* [Provided data]
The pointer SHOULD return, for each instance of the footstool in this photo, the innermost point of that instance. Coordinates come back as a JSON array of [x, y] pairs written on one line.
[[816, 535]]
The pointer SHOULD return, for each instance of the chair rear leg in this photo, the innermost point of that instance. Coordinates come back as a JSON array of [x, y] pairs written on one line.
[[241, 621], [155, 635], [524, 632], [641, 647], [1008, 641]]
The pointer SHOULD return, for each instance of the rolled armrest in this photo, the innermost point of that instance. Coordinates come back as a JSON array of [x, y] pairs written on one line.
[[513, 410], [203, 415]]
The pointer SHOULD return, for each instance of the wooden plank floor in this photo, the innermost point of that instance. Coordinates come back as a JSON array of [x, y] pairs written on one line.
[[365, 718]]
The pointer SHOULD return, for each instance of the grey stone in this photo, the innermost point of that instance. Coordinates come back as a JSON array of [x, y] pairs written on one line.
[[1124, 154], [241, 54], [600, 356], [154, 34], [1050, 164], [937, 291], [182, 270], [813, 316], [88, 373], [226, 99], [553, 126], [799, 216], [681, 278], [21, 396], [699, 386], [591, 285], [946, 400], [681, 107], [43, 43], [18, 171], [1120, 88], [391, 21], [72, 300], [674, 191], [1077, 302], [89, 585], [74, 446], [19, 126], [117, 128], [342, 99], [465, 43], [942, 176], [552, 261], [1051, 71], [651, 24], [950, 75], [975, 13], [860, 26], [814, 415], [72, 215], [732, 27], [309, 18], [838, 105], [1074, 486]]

* * *

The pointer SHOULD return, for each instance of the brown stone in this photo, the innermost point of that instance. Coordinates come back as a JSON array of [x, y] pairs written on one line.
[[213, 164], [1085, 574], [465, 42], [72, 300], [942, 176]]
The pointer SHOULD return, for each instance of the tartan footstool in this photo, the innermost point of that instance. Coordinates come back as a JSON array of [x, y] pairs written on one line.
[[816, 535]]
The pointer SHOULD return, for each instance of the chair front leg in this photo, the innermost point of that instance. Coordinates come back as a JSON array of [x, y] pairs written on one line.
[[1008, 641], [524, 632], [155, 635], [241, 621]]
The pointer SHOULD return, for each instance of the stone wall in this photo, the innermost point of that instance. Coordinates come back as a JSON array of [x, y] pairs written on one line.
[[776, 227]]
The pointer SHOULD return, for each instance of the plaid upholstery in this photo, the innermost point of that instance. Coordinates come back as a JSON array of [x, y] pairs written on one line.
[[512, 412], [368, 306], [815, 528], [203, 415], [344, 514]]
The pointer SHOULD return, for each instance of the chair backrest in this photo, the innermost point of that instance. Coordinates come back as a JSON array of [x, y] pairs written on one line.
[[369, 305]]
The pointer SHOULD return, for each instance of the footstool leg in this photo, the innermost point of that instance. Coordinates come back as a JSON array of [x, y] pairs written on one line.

* [Task brief] Duplicate the part of the listing that opens with the line containing "The pointer SHOULD return, for each instance of the grey" and closes with the line containing "105], [1074, 486]]", both of those lines included.

* [Result of this exercise]
The pointer SHOULD return, for each instance of the grey stone in this photo, the innermost point of that instance. Coordinates come back as a JSON array of [x, y] pairs written on one line.
[[1124, 154], [241, 54], [600, 356], [154, 34], [1050, 164], [937, 291], [182, 270], [813, 316], [88, 373], [226, 99], [553, 126], [799, 216], [681, 278], [21, 396], [699, 386], [591, 285], [946, 400], [681, 107], [43, 43], [18, 171], [1120, 88], [391, 21], [72, 300], [674, 191], [1077, 302], [89, 585], [74, 446], [19, 126], [117, 128], [342, 99], [465, 43], [942, 176], [552, 261], [1051, 71], [651, 24], [950, 75], [975, 13], [860, 26], [814, 415], [72, 215], [732, 27], [309, 18], [838, 105], [1074, 486]]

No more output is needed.